--- START OF Supplied data ---

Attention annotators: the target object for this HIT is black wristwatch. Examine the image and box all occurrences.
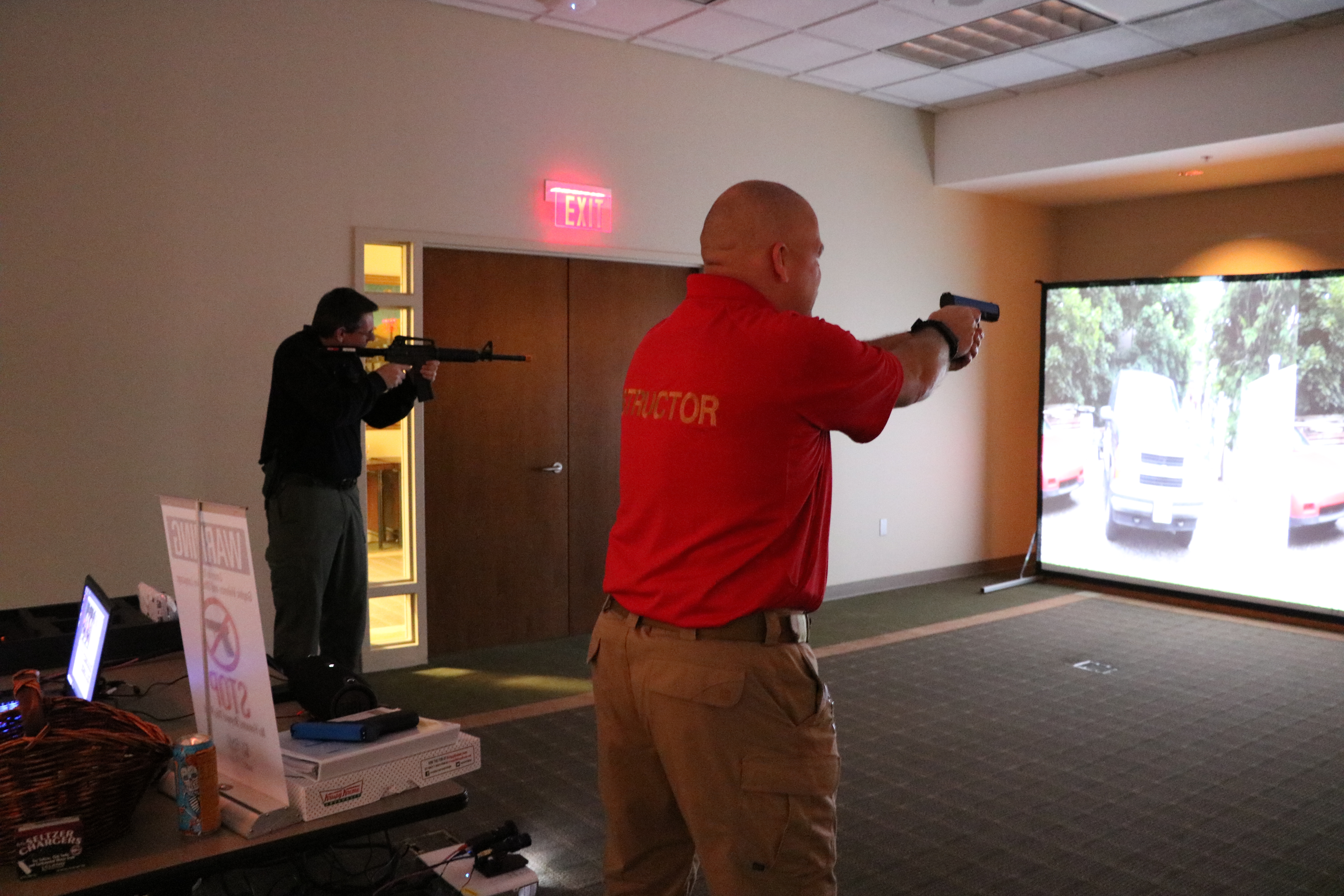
[910,317,961,361]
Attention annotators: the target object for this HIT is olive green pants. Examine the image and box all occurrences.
[589,611,840,896]
[266,476,368,670]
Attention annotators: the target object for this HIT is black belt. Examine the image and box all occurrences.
[602,595,808,644]
[284,473,359,492]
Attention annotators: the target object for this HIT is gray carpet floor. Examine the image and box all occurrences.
[204,599,1344,896]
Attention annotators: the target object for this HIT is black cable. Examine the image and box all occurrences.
[132,676,188,697]
[113,700,196,721]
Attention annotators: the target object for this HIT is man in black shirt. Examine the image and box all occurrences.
[261,287,438,670]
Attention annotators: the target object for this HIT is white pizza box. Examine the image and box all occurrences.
[280,706,462,780]
[285,732,481,821]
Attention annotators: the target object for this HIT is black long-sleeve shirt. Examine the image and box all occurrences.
[259,326,415,482]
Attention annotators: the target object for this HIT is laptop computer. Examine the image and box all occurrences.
[66,575,112,700]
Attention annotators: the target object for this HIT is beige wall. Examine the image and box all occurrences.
[935,26,1344,185]
[1055,175,1344,279]
[0,0,1051,623]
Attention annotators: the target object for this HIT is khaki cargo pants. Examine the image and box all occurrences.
[589,610,840,896]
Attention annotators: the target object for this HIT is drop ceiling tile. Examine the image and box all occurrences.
[878,71,993,105]
[1012,71,1101,93]
[1068,0,1203,22]
[1185,22,1306,56]
[630,38,720,59]
[714,0,872,28]
[1032,28,1171,69]
[534,16,632,40]
[648,9,784,55]
[543,0,696,38]
[806,4,943,50]
[812,52,937,87]
[956,50,1074,87]
[938,90,1015,112]
[793,71,863,93]
[715,56,793,78]
[1133,0,1284,47]
[883,0,1032,31]
[732,34,862,73]
[1093,50,1193,78]
[430,0,546,19]
[1257,0,1344,19]
[859,90,923,109]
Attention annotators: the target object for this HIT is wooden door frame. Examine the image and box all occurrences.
[351,227,702,672]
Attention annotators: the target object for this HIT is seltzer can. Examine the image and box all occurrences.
[172,731,219,837]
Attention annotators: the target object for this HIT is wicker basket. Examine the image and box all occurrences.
[0,682,172,864]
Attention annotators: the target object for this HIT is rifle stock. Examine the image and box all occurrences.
[328,336,532,402]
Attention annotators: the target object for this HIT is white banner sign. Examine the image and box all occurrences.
[159,497,289,805]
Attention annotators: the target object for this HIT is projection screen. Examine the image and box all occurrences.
[1039,270,1344,614]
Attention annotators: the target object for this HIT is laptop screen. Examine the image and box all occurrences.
[66,576,112,700]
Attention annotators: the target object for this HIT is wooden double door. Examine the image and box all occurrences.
[423,248,694,656]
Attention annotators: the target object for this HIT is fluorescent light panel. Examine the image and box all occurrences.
[882,0,1116,69]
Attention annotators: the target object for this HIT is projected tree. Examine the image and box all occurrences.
[1098,283,1195,395]
[1208,279,1301,447]
[1046,289,1120,407]
[1046,283,1195,407]
[1297,277,1344,416]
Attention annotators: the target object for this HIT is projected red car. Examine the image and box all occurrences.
[1288,420,1344,528]
[1040,404,1093,498]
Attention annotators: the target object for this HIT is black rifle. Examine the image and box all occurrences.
[328,336,532,402]
[938,293,999,324]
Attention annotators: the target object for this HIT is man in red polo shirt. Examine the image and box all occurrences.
[589,181,982,896]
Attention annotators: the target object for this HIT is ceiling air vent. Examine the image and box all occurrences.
[882,0,1116,69]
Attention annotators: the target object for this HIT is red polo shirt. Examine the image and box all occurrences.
[603,274,903,629]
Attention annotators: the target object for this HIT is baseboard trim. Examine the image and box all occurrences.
[823,554,1025,601]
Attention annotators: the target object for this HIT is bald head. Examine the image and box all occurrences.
[700,180,821,314]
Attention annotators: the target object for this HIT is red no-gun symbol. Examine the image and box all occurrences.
[203,598,243,672]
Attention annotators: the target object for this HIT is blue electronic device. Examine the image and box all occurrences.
[66,576,112,700]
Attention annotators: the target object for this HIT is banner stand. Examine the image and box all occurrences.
[159,496,300,838]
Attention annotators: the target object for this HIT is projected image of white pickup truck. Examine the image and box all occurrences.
[1098,369,1203,547]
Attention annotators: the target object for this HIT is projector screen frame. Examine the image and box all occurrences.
[1034,267,1344,623]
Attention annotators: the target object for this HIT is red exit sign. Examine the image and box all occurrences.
[546,180,612,234]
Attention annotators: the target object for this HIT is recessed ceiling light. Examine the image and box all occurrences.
[882,0,1116,69]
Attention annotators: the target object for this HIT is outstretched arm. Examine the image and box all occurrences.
[868,305,984,407]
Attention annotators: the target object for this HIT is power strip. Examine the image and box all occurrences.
[418,846,538,896]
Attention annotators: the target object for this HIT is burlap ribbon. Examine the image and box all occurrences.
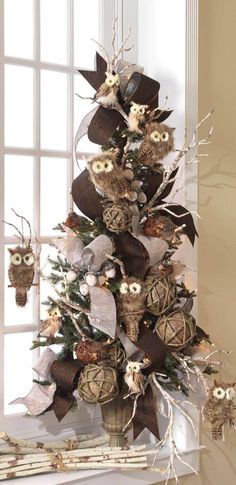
[46,359,84,421]
[132,384,160,440]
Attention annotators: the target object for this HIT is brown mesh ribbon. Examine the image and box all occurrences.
[133,384,160,440]
[136,329,167,374]
[79,52,171,145]
[46,360,84,421]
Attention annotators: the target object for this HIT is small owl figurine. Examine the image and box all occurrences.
[138,122,175,167]
[124,361,145,397]
[37,307,61,338]
[8,245,35,307]
[128,101,148,135]
[117,277,146,342]
[93,72,120,107]
[203,379,236,440]
[87,152,137,202]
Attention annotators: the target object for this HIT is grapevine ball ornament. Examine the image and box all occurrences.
[138,122,175,167]
[103,204,132,233]
[143,215,177,241]
[155,308,196,352]
[203,379,236,440]
[75,339,109,364]
[65,211,80,229]
[78,364,119,404]
[146,276,177,315]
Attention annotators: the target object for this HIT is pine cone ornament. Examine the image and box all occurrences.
[203,379,235,441]
[75,340,109,364]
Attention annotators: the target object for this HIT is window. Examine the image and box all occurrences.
[0,0,102,428]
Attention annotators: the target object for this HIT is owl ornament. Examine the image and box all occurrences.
[87,152,137,202]
[93,71,120,108]
[138,122,175,168]
[37,307,61,338]
[203,379,236,440]
[124,361,146,399]
[127,101,148,135]
[117,277,146,342]
[3,209,35,307]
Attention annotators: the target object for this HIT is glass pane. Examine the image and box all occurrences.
[4,332,33,414]
[40,158,67,236]
[40,0,67,64]
[41,71,67,150]
[5,155,33,236]
[5,66,33,147]
[40,244,62,320]
[74,75,99,153]
[4,245,33,326]
[4,0,34,59]
[74,0,99,69]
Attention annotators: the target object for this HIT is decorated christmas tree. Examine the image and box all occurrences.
[2,18,234,480]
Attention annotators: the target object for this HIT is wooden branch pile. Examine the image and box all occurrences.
[0,432,160,480]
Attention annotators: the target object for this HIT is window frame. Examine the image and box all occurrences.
[0,0,199,483]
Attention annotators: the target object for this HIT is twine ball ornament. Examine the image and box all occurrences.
[107,345,126,367]
[78,364,119,404]
[146,276,176,315]
[75,340,109,364]
[155,309,196,352]
[103,204,132,233]
[143,216,177,241]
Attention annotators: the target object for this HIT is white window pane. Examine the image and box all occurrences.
[74,75,99,153]
[4,245,33,326]
[4,0,34,59]
[5,66,33,147]
[74,0,99,69]
[41,71,67,150]
[4,332,33,414]
[40,0,68,64]
[5,155,33,236]
[40,158,67,236]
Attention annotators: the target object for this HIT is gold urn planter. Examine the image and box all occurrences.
[101,396,132,447]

--- END OF Supplied data ---

# [Objective]
Copy out each of the items above word for word, but leave out the pictures.

# [Answer to this problem]
Attention annotators: the target object for this HIT is black wristwatch. Examine the image and box all occurrences.
[910,317,961,361]
Attention annotators: the target object for this HIT is olive green pants. Examine the image and box all occurrences.
[589,611,840,896]
[266,476,368,670]
Attention annotators: the target object for this HIT is black belt. Examine the image and box all occurrences.
[602,595,808,644]
[284,473,359,492]
Attention annotators: the target object for this HIT is gray carpet floor. Examine the image and box all occurrences.
[204,599,1344,896]
Attention annotators: the target object for this HIT is black cable. Examine the image and box all occurrences.
[132,676,188,697]
[113,700,196,721]
Attention annotators: the target object for this HIT is man in black shirt. Examine the image and box all occurrences.
[261,287,438,670]
Attention annotators: the target object for this HIT is white pizza box. Examine the image and box all occurrences.
[280,706,462,780]
[285,732,481,821]
Attention annotators: the target object for this HIT is black long-sleeve shirt. Examine the image and box all occurrences.
[259,326,415,482]
Attention annotators: the target object for this HIT is laptop computer. Examine the image and box all occurrences.
[66,575,112,700]
Attention annotators: the target object for this HIT is beige wall. Examine the image and box all occurrences.
[935,26,1344,185]
[1055,175,1344,279]
[0,0,1051,623]
Attention annotators: the target object for this HIT is khaki cargo pants. Examine the image and box all occurrences.
[589,610,840,896]
Attention annotators: the target object for this HIT is drop ceiling tile. Examine the image and box all occurrences.
[878,71,993,105]
[1012,71,1101,93]
[1068,0,1203,22]
[1185,22,1306,56]
[630,38,720,59]
[714,0,872,28]
[1032,28,1171,69]
[534,16,632,40]
[648,9,784,55]
[543,0,696,38]
[806,4,943,50]
[812,52,937,87]
[956,50,1074,87]
[938,90,1015,112]
[793,71,863,93]
[715,56,793,78]
[1133,0,1284,47]
[883,0,1032,31]
[732,34,862,73]
[1093,50,1193,78]
[430,0,546,19]
[1257,0,1344,19]
[859,90,923,109]
Attention annotators: the target object for this HIT is wooden door frame. Examine the image and box all occurrences.
[351,227,702,672]
Attention annotators: the target object for this HIT is seltzer can. Examine the image and box all occurrences.
[172,731,219,837]
Attention annotators: the target object for this HIT is wicker basket. Examine the image and box all occurrences.
[0,682,172,864]
Attention annotators: the target object for this HIT is rifle stock. Examine the image and box all occurrences.
[328,336,532,402]
Attention annotators: the target object for this HIT is white banner sign. Examine the image and box all occurrences.
[159,497,289,805]
Attention annotators: the target object for this HIT is projection screen. Examine the image and box all occurrences.
[1039,270,1344,614]
Attention annotators: the target object for this HIT is laptop screen. Examine the image and box all occurrences.
[66,576,112,700]
Attention annotators: the target object for this HIT is wooden double door. Examine the image and box all occurrences.
[423,248,694,656]
Attention annotators: the target object for this HIT is fluorescent light panel. Examine the image and box all occurrences.
[882,0,1116,69]
Attention annotators: the target object for this HIT is projected tree. Examine the image and box all occurrences.
[1098,283,1195,395]
[1208,279,1301,447]
[1046,289,1120,407]
[1046,283,1195,407]
[1297,277,1344,416]
Attention annotators: the target object for this HIT is projected red car. Examine the image and box all occurrences.
[1288,420,1344,528]
[1040,404,1093,498]
Attention annotators: the target object for this HIT is black rifle. Examine the image and box all occurrences.
[328,336,532,402]
[938,293,999,324]
Attention annotators: the target object for this HIT is man in red polo shirt. Examine the image and box all occurrences.
[589,181,982,896]
Attention annotators: the target object for this HIT is ceiling air vent. Examine the image and box all occurrences.
[882,0,1116,69]
Attention annotators: the target object for this HIT is red polo shirt. Examine the image and box all occurrences.
[603,274,903,629]
Attention annotators: the target object for this HIT is baseboard trim. Examine the image and box all occurrences.
[823,554,1025,601]
Attention annotators: the target object for this HIT is bald head. Examine the image and box all occurrences.
[700,180,821,314]
Attention annotators: the target object for this HIT is red no-gun symbol. Examine the image and box all occurrences.
[203,598,243,672]
Attention annotators: the target object for this HIT is blue electronic device. Examine the image and box all occurrences.
[66,576,112,700]
Attention annotators: the target object for this HIT is banner stand. Examine the image and box all occurrences.
[159,496,300,838]
Attention annotators: the target object for this HIT is projected image of white pickup truck. Examine the image and box all occurrences.
[1098,369,1203,547]
Attention annotators: the target object for this HIT is projector screen frame. Examine the image and box all occurrences.
[1034,267,1344,623]
Attention annotators: the target object for this HIT is red exit sign. Examine the image and box all occurrences.
[546,180,612,234]
Attention annotators: the target object for this HIT is recessed ceiling light. Examine the image and box all occurrences.
[882,0,1116,69]
Attention annotators: the target object for this HIT is outstretched arm. Examine the image and box all occurrences.
[868,305,984,407]
Attention annotators: the target object for this HIT is power strip. Examine the image and box all occurrences.
[418,846,538,896]
Attention annotators: the target object for this HIT is burlap ribbon. Examine the image and box all occurrences.
[46,359,84,421]
[132,384,160,440]
Attention annotators: the target object for this HIT is brown mesh ribbon. Examine the image and box all occurrences.
[133,384,160,440]
[136,329,167,374]
[79,52,171,145]
[46,360,84,421]
Attention annotators: the target object for this HIT is small owl figurine. Examine the image and box all occurrences.
[138,122,175,167]
[124,361,145,397]
[37,307,61,338]
[8,245,35,307]
[128,101,148,135]
[117,277,146,342]
[93,72,120,107]
[203,379,236,440]
[87,152,137,202]
Attention annotators: the target object for this HIT is grapevine ball ornament. Examine the image and box all occurrences.
[138,122,175,167]
[103,204,132,233]
[143,215,177,241]
[155,308,196,352]
[203,379,236,440]
[75,339,109,364]
[65,211,80,229]
[78,364,119,404]
[146,276,177,315]
Attention annotators: the target object for this HIT is pine cone ornament. Examine the image and box all occurrences.
[203,379,235,441]
[75,340,109,364]
Attention annotators: the target object for this HIT is window. Examine the image and box all occurrences.
[0,0,102,428]
Attention annotators: the target object for this HIT is owl ornament. Examine the image and box all occurrences.
[87,152,137,202]
[93,71,120,108]
[138,122,175,168]
[37,307,61,338]
[203,379,236,440]
[124,361,146,399]
[127,101,148,135]
[117,277,146,342]
[3,209,35,307]
Attention annotators: the target object for this HIT is glass pane. Examine the image and box all occurrences.
[4,332,33,414]
[40,158,67,236]
[40,0,67,64]
[41,71,67,150]
[5,155,33,236]
[5,66,33,147]
[40,244,62,320]
[74,75,99,153]
[4,245,33,326]
[4,0,34,59]
[74,0,99,69]
Attention annotators: the target object for this HIT is decorated christmas tree. Examine the image and box all occurrences.
[2,18,234,480]
Attention annotators: the target object for this HIT is wooden branch pile. Examine the image and box all occurrences.
[0,432,160,480]
Attention annotators: the target object for this HIT is window frame. Examine the image and box all occurrences.
[0,0,199,483]
Attention annotators: the target object for this HIT is twine ball ornament. Examine the image and box all occurrences.
[107,345,126,367]
[78,364,119,404]
[146,276,176,315]
[75,340,109,364]
[155,309,196,352]
[103,204,132,233]
[143,216,177,241]
Attention annotators: the target object for this HIT is white window pane. Examine the image and box all occurrences.
[74,75,99,153]
[4,245,33,326]
[4,0,34,59]
[5,66,33,147]
[74,0,99,69]
[41,71,67,150]
[4,332,33,414]
[40,0,68,64]
[5,155,33,236]
[40,158,67,236]
Attention annotators: the target object for this HIT is gold urn planter. Examine the image and box all occurrences.
[101,396,132,447]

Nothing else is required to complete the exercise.